● **YOUR TASK**
Convert the items below, from the line containing "Where in the photo above do you see the shadow" through the line containing "[370,343,640,427]", both of those lines included, into a numbered list with blank lines left out.

● **DATA EXCERPTS**

-.-.-

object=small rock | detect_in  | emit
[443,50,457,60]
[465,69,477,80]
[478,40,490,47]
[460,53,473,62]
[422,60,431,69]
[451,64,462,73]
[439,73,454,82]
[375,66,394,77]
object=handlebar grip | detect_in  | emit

-.-.-

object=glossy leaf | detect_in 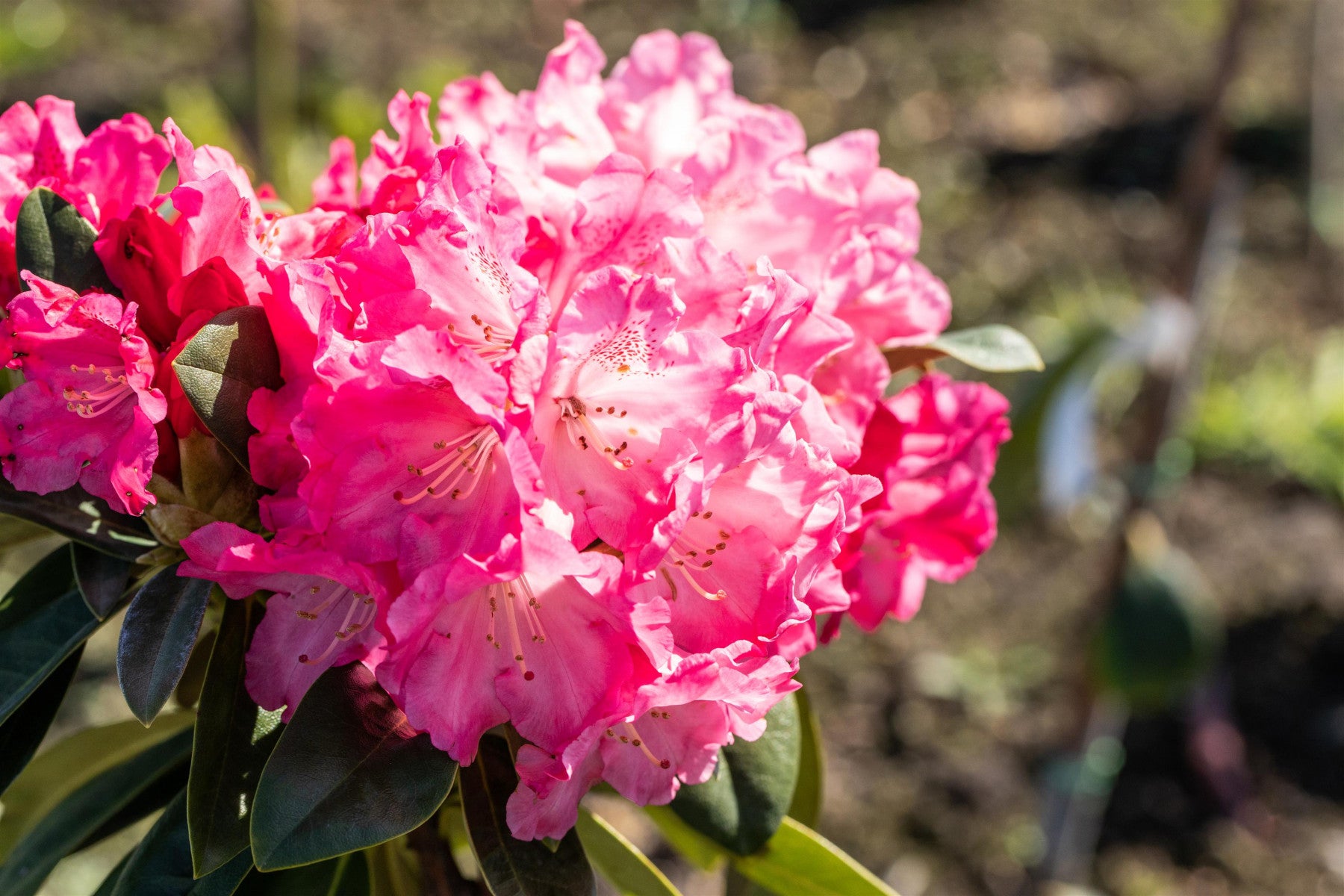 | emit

-.-.-

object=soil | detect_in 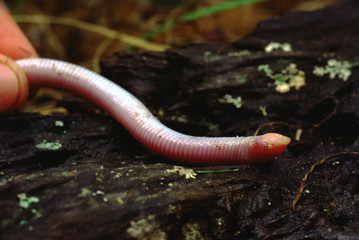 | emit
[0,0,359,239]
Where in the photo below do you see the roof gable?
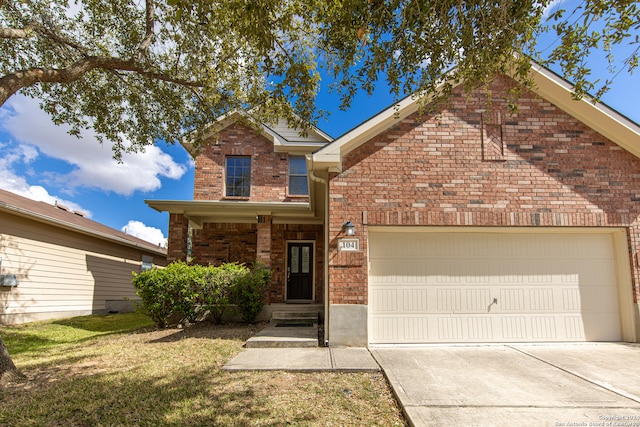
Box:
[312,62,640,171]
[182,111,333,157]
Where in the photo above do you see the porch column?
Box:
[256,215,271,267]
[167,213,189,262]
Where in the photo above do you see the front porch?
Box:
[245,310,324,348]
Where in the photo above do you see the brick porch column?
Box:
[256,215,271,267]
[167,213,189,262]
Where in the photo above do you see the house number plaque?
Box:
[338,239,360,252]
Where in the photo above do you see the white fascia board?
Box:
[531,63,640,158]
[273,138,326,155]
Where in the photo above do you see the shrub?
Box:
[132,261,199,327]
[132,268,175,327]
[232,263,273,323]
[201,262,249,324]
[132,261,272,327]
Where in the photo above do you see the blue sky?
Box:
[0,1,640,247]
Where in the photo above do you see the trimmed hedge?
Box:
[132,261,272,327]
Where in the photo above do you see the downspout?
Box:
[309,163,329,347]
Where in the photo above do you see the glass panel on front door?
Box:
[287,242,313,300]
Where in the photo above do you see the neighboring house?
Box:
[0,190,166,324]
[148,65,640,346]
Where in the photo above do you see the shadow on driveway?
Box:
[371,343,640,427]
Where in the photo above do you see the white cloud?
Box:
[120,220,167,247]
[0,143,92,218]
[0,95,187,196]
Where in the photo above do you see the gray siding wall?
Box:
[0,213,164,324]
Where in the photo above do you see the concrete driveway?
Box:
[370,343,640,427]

-.-.-

● **RESULT OF THE EXERCISE**
1. Where in the photo above do you see the shadow on driveway?
2. Box:
3. [371,343,640,427]
4. Where in the photo above do you see the white cloud?
5. Box:
6. [120,220,167,247]
7. [0,143,92,218]
8. [0,95,187,196]
9. Where in the photo above do you see the gray siding wall?
10. Box:
11. [0,213,164,324]
12. Where in the photo above do you see the concrete driveway?
13. Box:
14. [370,343,640,427]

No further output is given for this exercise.